(Dataset entries)
..............................

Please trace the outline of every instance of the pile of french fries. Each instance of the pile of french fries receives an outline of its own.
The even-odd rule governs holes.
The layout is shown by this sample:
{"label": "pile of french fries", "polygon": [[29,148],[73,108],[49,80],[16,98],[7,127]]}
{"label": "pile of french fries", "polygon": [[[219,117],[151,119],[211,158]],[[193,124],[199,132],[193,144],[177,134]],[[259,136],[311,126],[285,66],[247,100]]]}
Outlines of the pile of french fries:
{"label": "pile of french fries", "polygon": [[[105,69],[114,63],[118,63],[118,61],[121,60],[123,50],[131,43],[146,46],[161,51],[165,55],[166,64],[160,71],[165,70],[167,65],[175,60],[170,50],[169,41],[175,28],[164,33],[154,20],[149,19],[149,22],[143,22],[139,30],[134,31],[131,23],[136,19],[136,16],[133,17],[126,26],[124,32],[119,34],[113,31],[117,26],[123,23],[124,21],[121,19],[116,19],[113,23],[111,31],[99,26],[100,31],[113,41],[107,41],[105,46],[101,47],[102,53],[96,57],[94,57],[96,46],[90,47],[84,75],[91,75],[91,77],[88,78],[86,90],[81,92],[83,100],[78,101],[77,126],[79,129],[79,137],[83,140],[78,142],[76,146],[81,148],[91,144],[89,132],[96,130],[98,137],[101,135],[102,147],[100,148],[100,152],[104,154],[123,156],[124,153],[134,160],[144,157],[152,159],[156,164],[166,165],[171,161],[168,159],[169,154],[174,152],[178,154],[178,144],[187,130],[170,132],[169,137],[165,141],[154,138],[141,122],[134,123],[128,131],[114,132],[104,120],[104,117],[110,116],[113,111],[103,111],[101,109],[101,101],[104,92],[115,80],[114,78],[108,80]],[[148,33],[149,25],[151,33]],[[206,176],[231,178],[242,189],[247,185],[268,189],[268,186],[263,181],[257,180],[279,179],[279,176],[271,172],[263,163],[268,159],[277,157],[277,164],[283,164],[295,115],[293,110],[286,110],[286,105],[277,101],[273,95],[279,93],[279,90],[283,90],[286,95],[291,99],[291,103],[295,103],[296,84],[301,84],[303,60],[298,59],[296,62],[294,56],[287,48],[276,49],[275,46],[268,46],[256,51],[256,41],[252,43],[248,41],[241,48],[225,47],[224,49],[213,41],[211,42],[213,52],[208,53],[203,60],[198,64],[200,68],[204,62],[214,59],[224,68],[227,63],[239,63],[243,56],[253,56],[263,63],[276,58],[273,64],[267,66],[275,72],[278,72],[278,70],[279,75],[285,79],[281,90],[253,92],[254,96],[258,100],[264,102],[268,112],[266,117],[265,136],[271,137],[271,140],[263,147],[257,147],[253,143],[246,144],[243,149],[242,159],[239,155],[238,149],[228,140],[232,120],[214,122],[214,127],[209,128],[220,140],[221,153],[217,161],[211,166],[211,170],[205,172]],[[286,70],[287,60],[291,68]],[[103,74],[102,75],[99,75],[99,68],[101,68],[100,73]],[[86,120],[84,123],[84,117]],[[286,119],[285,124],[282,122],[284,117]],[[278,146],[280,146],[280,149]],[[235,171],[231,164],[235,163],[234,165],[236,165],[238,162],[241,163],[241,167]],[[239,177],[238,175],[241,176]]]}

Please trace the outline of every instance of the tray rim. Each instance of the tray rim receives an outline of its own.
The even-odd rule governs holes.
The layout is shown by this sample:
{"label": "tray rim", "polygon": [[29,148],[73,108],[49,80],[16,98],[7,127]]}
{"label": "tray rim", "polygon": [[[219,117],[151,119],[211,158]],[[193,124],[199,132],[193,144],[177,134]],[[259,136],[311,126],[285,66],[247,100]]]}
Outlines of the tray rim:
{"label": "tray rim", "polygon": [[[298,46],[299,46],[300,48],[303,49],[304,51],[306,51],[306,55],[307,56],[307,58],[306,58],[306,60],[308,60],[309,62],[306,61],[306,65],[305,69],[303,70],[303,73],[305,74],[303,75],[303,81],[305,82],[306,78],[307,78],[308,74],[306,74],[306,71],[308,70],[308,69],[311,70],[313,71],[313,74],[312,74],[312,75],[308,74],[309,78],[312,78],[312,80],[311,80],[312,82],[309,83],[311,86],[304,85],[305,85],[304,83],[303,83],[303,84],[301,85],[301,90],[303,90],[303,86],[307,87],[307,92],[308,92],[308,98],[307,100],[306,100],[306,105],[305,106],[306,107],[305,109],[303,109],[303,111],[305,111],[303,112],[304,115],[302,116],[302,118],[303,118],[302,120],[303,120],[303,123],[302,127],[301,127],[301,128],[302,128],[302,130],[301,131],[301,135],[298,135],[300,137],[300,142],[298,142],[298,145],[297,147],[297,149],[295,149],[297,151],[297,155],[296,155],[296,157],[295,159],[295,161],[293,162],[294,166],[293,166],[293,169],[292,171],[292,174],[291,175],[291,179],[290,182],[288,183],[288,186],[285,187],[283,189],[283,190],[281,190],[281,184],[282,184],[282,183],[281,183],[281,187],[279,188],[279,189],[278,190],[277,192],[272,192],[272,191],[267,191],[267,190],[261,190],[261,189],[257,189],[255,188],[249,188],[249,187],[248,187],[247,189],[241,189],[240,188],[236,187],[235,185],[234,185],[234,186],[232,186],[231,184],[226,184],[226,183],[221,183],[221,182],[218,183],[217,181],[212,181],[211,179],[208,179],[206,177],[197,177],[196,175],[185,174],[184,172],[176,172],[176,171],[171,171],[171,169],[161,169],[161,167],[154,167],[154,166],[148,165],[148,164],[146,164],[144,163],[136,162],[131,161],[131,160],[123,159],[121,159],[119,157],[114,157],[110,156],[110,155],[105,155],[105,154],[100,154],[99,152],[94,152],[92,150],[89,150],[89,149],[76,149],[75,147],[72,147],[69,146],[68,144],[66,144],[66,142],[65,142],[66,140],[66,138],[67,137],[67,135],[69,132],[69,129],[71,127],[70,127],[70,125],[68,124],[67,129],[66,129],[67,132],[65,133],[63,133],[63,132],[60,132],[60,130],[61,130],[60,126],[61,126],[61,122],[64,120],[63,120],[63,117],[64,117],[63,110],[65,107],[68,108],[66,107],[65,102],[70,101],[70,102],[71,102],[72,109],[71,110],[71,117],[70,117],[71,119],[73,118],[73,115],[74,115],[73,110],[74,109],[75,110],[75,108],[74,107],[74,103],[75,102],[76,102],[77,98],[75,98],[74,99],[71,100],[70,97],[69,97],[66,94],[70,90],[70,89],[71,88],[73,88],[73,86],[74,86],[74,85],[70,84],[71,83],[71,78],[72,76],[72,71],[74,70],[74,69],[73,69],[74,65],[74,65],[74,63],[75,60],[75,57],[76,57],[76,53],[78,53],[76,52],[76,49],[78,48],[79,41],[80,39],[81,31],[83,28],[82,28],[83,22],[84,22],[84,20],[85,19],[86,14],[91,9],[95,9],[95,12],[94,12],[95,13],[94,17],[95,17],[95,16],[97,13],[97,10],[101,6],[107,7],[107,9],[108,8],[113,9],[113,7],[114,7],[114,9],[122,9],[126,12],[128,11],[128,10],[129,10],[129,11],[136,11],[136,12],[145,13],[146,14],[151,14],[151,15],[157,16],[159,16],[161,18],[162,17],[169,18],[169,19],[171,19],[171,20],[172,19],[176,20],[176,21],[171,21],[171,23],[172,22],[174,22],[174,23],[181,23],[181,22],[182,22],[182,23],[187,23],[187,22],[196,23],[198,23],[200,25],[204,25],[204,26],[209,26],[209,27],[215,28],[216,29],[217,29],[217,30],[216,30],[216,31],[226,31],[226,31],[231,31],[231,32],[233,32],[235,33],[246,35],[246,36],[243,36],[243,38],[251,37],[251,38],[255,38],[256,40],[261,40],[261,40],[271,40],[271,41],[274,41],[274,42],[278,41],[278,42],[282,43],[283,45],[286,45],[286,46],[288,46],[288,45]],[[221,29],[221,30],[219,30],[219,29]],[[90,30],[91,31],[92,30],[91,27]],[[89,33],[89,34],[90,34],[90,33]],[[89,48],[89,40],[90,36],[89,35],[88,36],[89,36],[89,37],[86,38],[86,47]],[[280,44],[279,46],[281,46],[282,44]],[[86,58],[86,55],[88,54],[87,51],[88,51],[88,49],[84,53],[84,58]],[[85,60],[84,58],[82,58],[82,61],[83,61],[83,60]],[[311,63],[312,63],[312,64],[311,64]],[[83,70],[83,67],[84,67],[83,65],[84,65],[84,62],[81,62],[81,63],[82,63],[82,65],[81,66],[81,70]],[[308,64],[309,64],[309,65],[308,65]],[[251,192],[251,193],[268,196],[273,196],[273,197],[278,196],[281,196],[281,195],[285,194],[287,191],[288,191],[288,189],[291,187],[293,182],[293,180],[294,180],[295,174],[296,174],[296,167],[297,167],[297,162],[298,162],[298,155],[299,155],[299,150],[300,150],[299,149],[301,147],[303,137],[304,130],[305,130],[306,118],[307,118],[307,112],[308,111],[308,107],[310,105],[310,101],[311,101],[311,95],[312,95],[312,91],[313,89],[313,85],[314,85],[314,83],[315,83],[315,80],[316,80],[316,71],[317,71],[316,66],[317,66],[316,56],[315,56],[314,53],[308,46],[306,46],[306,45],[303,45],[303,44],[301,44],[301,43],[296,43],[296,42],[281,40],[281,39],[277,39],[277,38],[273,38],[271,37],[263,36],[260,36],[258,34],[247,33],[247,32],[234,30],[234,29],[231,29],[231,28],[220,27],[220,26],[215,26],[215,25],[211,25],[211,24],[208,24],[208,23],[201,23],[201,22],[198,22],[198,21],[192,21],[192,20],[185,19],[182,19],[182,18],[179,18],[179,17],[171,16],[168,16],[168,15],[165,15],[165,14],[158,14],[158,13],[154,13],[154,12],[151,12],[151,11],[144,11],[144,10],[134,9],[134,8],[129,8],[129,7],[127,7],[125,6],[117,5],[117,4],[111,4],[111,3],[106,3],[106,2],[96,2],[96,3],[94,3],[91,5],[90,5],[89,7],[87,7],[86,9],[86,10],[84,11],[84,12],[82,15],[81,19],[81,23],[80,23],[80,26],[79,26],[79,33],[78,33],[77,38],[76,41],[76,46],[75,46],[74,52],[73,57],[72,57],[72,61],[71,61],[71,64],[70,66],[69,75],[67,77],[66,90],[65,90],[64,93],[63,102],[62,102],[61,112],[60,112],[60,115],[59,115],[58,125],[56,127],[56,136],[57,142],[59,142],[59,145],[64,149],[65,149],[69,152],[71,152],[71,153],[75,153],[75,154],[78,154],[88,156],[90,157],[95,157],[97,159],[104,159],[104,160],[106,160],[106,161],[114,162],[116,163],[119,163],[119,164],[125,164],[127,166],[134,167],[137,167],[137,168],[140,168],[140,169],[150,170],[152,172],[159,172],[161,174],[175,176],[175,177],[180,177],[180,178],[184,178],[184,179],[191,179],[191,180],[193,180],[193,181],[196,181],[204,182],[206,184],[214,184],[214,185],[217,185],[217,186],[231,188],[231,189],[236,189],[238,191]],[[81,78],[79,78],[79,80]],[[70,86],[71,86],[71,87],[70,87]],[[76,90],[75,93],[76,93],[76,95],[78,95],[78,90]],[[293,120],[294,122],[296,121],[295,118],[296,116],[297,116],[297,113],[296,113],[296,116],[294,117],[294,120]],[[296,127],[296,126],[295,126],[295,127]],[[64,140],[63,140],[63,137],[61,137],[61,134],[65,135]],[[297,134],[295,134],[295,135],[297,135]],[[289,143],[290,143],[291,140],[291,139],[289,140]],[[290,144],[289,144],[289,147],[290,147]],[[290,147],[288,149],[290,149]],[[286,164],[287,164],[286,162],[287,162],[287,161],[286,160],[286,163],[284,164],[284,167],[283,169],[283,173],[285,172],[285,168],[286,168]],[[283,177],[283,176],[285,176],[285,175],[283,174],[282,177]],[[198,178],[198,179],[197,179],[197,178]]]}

..............................

> _WORK REQUIRED_
Return every line of the entries above that contains the string "receives", matching case exactly.

> _EXPECTED ANSWER_
Please trace the outline of every instance of the pile of french fries. Each instance of the pile of french fries receives an outline of its own.
Please trace the outline of every instance of the tray rim. Each instance of the tray rim receives an outline of its own.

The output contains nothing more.